------ Records for the task
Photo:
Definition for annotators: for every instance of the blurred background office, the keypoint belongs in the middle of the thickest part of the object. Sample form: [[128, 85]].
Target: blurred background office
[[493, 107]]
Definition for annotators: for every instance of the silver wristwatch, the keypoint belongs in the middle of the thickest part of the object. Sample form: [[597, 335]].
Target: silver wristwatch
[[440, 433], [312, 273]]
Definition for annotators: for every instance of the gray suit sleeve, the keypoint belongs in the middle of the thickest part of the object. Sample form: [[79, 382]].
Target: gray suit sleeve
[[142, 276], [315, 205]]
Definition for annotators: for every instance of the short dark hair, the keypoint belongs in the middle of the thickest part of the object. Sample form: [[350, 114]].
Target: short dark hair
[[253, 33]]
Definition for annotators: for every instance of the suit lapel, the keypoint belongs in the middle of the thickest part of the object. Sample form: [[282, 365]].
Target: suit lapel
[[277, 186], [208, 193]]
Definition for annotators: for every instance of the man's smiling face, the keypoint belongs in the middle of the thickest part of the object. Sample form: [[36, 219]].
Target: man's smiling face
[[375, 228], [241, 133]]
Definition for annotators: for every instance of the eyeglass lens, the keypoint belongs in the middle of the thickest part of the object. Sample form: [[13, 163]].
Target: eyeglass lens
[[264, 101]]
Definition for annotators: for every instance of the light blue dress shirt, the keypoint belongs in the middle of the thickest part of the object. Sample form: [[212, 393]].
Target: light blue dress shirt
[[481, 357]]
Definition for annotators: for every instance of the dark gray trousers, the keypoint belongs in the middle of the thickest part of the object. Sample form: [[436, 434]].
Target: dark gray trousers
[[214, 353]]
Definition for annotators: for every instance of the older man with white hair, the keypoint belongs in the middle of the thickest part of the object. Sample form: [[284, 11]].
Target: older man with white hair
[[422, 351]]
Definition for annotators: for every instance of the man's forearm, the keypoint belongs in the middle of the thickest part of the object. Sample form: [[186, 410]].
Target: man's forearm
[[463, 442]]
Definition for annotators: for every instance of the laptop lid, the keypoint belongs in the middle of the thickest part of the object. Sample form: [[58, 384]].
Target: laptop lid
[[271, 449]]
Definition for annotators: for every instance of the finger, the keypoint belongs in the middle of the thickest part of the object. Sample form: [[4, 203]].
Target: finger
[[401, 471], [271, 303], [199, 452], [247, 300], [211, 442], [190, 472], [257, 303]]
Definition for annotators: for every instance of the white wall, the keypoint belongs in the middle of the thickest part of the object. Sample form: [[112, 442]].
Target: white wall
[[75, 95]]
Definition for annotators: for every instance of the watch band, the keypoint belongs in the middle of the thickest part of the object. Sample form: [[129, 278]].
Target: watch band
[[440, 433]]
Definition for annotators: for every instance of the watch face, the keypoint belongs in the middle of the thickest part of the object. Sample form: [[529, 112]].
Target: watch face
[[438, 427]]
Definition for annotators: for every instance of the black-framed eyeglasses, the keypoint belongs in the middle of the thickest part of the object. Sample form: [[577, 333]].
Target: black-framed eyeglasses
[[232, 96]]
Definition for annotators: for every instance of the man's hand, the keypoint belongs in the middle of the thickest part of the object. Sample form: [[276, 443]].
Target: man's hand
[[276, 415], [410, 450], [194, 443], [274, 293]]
------------
Print all of the records above again word for word, without changing a single character.

**Output of the exercise**.
Photo:
Definition for annotators: for every instance of the blurred background office, the keypoint belongs in the middle of the thickest part of the object. Sample form: [[128, 85]].
Target: blurred background office
[[493, 107]]
Definition for annotators: for every instance of the silver wristwatch, the keypoint belongs in the middle of the thickest part of the object. Sample form: [[597, 335]].
Target: silver wristwatch
[[440, 433], [312, 273]]
Definition for annotators: for every instance of the gray suit sleeve, the keypoint belongs in the middle of the thickest part of the object. Sample form: [[79, 382]].
Target: gray suit sleeve
[[142, 276], [315, 205]]
Definition for annotators: for every instance of the short dark hair, the keypoint belongs in the middle of the thickest part of the object. Sample form: [[350, 114]].
Target: short dark hair
[[253, 33]]
Definition for annotators: for every instance of the suit lapel, the keypoint belongs in the middle of the thickest part of the object. Sample form: [[282, 365]].
Target: suit lapel
[[277, 186], [208, 193]]
Definition for annotators: for every instance of the man's smiling face, the keypoint belongs in the middle of the thickest part of the object. Sample form: [[36, 219]].
Target: man's smiling face
[[375, 228], [241, 133]]
Definition for annotators: for every instance of the eyeglass lens, the keypoint belongs in the middle of the thickest part of the object. Sample form: [[13, 163]].
Target: eyeglass lens
[[264, 101]]
Definition for annotators: for every instance of the light blue dress shirt, the keypoint belongs in the middle of the thickest part of the object. Sample form: [[212, 393]].
Target: light blue dress shirt
[[481, 357]]
Definition for annotators: for every instance of the dark gray trousers, the keypoint belongs in the middle of the thickest part of the object. Sample form: [[436, 434]].
Target: dark gray trousers
[[214, 353]]
Definition for annotators: for every instance of the older man with white hair, the keypoint belongs in the middle of the thickest part of the object. Sample form: [[284, 11]].
Target: older man with white hair
[[422, 351]]
Definition for annotators: for every instance of the man's forearm, the keypoint belongs in the middle of the thickest part of the object. Sample form: [[186, 410]].
Target: man's forearm
[[463, 442]]
Definition for annotators: for every instance of the laptop lid, the keypoint belongs in the middle of the thickest part of the object. Sample form: [[58, 384]].
Target: laptop lid
[[271, 449]]
Definition for annotators: for every instance of the finger, the keypoint belongs in the middle of the thickest part of the object. Sample form: [[4, 203]].
Target: finger
[[401, 471], [271, 303], [199, 452], [247, 300], [211, 442], [190, 472], [257, 303]]
Definition for annotators: for every instance of the white wall, the keypoint belongs in the middle of the thickest part of the object. Sample form: [[112, 442]].
Target: white wall
[[75, 95]]
Definition for annotators: for every instance of the watch band, the keypoint belongs in the middle of the thickest part of the object. Sample form: [[129, 278]].
Target: watch band
[[440, 433]]
Definition for annotators: for every instance of the watch face, the keypoint belongs in the middle of the thickest part of the object. Sample form: [[529, 112]].
Target: watch face
[[438, 427]]
Definition for annotators: for every instance of the black-framed eyeglasses, the keypoint belongs in the middle of the thickest part of the object. Sample form: [[577, 333]].
Target: black-framed eyeglasses
[[232, 96]]
Definition for annotators: for every instance of the man's hand, the keypoint belongs in the middle of the thickest part of the object. Sample form: [[276, 443]].
Target: man's hand
[[276, 415], [410, 450], [194, 443], [274, 293]]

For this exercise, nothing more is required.